_WORK TO COMPLETE_. Write down the lines exactly as they appear, from the one that contains "Target: striped abdomen" through the final line of the records, so that both ends are kept and no pictures come along.

_MATERIAL PROVIDED_.
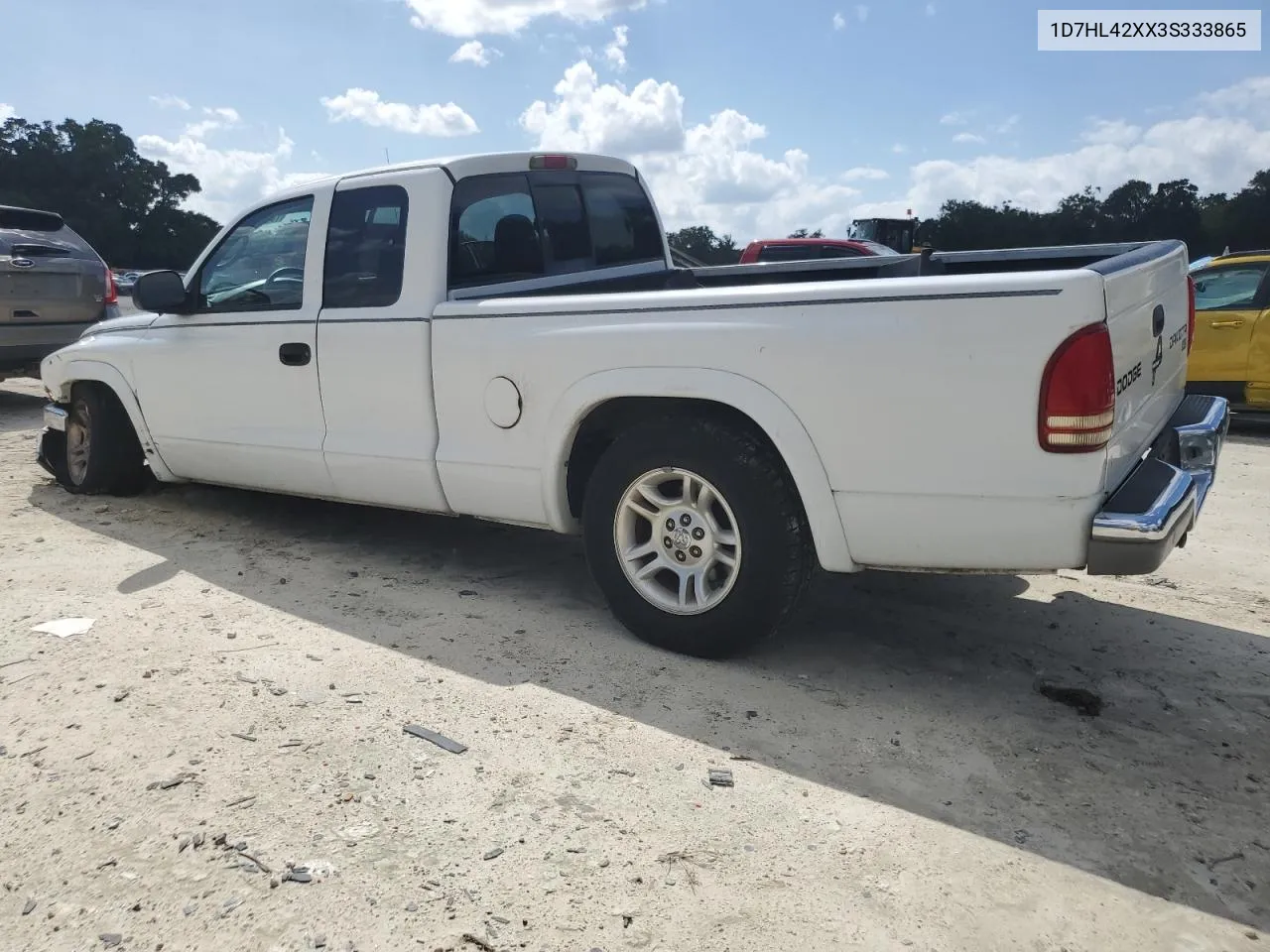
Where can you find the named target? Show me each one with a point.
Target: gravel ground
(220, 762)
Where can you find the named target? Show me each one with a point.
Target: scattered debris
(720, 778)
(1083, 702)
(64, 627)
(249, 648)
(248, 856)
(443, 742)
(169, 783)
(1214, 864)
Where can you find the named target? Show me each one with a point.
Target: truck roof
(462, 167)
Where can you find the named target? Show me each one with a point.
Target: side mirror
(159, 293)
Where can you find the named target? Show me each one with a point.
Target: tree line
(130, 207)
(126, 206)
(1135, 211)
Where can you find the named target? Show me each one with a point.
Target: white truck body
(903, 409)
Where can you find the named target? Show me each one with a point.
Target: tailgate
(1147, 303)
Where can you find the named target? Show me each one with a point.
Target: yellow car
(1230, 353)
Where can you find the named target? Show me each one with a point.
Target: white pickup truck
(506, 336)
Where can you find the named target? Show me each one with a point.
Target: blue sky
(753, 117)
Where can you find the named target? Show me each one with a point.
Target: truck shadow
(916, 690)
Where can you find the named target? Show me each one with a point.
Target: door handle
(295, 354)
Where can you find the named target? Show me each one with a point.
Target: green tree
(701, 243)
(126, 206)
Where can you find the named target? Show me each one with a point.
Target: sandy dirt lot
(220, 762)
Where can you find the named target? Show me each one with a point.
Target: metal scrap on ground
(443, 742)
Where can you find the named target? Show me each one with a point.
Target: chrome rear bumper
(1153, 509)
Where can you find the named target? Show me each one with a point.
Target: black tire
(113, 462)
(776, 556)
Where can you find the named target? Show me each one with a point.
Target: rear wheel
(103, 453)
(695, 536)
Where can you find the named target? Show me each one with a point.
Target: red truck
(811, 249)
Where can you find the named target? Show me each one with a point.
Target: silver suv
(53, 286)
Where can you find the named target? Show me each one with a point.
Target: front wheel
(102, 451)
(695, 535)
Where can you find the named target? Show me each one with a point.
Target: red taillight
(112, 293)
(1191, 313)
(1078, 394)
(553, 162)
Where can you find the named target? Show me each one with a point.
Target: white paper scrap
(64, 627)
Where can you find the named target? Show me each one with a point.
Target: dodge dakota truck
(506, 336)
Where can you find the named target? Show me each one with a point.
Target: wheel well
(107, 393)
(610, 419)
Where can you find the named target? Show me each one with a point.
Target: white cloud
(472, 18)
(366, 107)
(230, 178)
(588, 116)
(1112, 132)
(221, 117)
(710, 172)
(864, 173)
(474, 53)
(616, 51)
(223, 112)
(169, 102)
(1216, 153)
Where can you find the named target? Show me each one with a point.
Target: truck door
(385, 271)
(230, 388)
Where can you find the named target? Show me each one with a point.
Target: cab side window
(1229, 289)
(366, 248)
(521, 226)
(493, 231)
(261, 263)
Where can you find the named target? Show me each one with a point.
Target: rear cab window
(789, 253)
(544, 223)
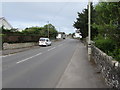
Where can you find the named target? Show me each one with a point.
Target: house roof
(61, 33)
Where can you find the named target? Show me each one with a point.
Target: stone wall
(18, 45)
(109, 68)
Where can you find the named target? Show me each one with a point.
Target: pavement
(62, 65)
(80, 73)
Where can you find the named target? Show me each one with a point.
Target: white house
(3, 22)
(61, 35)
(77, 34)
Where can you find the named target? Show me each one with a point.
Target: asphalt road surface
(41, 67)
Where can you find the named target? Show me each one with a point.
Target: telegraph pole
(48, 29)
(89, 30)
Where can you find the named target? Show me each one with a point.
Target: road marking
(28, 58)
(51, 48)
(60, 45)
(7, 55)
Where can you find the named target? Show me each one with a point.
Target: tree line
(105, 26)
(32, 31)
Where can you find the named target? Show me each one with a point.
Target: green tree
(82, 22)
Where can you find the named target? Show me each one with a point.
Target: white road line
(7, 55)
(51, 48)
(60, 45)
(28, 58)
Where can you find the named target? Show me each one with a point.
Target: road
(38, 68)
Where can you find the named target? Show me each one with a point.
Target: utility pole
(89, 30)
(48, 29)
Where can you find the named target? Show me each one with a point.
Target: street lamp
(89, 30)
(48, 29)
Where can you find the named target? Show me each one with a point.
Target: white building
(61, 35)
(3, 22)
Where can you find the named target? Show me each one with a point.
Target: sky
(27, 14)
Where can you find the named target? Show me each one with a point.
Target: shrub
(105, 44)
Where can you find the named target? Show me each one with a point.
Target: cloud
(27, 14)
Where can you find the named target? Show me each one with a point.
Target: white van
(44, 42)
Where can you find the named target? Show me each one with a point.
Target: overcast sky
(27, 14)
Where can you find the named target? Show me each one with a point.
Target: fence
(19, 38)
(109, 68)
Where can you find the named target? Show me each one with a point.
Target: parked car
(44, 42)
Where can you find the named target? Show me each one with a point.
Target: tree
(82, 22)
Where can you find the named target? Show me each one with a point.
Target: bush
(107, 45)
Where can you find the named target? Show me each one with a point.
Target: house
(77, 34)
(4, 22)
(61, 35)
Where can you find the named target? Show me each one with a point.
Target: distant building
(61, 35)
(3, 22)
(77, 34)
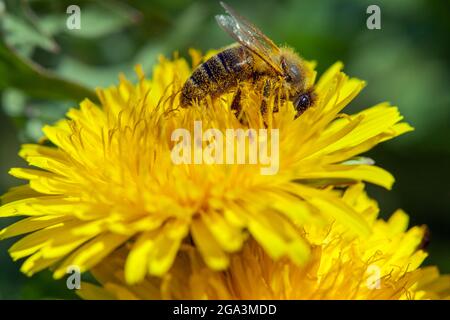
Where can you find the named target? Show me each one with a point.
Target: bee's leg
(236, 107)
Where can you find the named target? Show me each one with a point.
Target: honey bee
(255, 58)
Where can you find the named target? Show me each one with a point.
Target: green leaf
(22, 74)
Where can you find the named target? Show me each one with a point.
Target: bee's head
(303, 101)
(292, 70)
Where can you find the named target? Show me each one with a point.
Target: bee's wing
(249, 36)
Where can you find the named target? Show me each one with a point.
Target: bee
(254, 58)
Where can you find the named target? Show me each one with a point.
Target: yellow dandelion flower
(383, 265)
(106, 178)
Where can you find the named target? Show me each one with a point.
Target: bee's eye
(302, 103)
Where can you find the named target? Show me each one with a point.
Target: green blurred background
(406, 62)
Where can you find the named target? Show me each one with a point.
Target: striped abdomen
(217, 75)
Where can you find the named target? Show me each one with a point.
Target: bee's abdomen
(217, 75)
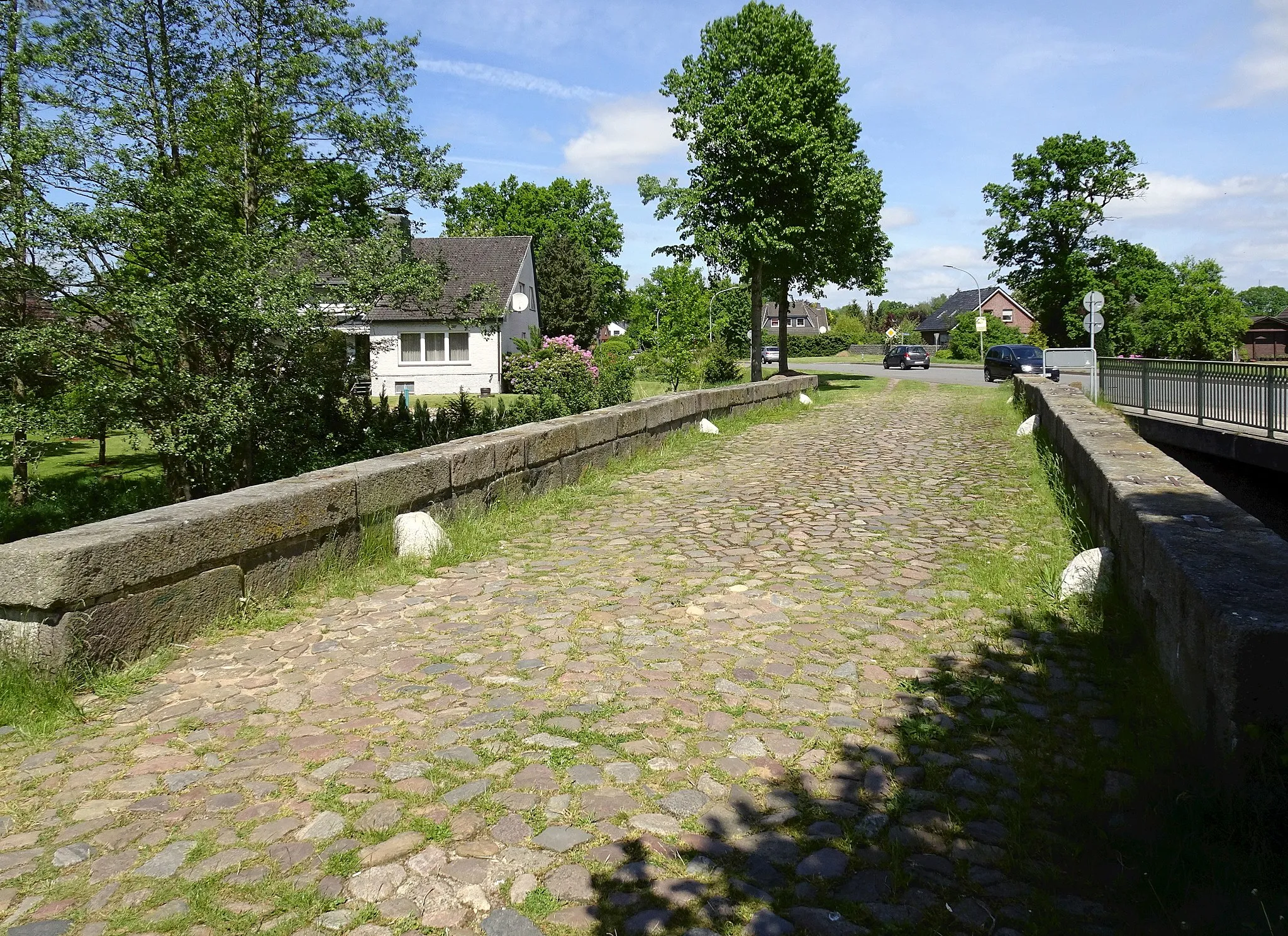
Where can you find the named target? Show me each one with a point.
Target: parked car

_RESULT_.
Target: striped abdomen
(217, 75)
Where can you find the named target? Show me each one with a point.
Target: bee's abdomen
(217, 75)
Where can you find the named target? Show me each one with a point.
Target: parked car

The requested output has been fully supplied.